_Exercise inputs:_
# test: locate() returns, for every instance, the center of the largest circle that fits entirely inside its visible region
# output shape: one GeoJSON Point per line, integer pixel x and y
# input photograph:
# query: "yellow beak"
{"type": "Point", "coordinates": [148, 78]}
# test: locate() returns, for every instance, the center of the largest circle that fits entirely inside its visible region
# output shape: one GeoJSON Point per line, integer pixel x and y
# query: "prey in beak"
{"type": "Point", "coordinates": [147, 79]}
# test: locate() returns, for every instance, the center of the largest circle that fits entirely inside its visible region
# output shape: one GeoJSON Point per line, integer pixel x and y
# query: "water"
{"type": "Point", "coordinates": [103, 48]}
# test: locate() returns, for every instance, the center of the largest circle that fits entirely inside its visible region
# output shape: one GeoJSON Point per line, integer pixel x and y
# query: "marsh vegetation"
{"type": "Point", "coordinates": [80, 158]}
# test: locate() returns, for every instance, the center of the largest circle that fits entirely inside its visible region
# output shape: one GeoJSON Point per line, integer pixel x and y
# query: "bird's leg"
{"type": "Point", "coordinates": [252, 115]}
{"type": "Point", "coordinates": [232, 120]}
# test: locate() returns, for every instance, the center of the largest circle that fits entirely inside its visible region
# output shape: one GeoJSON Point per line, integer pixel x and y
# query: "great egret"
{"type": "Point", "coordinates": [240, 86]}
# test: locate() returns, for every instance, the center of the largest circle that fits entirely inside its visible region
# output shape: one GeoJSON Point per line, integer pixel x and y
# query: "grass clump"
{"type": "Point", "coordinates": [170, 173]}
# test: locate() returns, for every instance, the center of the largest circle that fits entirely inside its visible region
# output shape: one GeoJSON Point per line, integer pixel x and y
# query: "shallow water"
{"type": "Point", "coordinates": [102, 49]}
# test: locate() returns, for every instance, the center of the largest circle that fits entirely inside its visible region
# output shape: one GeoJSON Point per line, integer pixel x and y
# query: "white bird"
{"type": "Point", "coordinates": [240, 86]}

_Short problem:_ Extract all of the data exactly as written.

_Exercise response:_
# test: locate() returns, for every instance, the center of the largest circle that fits entirely inside its visible region
# output shape: one GeoJSON Point per line, integer pixel x and y
# input photograph:
# query: "yellow beak"
{"type": "Point", "coordinates": [148, 78]}
# test: locate() returns, for every instance, the center of the largest circle that fits entirely inside its visible region
# output shape: one GeoJSON Point per line, integer pixel x and y
# query: "prey in beak"
{"type": "Point", "coordinates": [147, 79]}
# test: locate() returns, for every instance, the center of the largest circle that fits entirely inside its visible region
# output shape: one GeoJSON Point per line, integer pixel x and y
# query: "water"
{"type": "Point", "coordinates": [103, 48]}
# test: locate() returns, for every instance, the center of the largest circle that fits entirely inside its visible region
# output shape: one GeoJSON Point per line, integer pixel x and y
# query: "marsh vegetation"
{"type": "Point", "coordinates": [80, 158]}
# test: locate() returns, for every instance, the center of the largest circle that fits entirely inside its visible region
# output shape: one GeoJSON Point per line, integer pixel x and y
# query: "bird's leg"
{"type": "Point", "coordinates": [252, 115]}
{"type": "Point", "coordinates": [232, 120]}
# test: locate() returns, for every instance, the center of the largest circle that fits entirely inside its visible region
# output shape: one GeoJSON Point per line, integer pixel x and y
# query: "great egret"
{"type": "Point", "coordinates": [240, 86]}
# test: locate() returns, for every instance, the center of the largest circle that fits entirely inside its visible region
# output shape: one GeoJSON Point per line, integer pixel x and y
# query: "grass clump"
{"type": "Point", "coordinates": [170, 173]}
# test: locate() returns, for every instance, the center of the largest circle that fits entirely inside its visible region
# output shape: one GeoJSON Point per line, integer pixel x and y
# query: "shallow water"
{"type": "Point", "coordinates": [102, 49]}
# test: locate() returns, for every instance, the center of the largest circle that fits entirely inside its visible region
# output shape: one GeoJSON Point per line, integer pixel x and y
# query: "white bird"
{"type": "Point", "coordinates": [240, 86]}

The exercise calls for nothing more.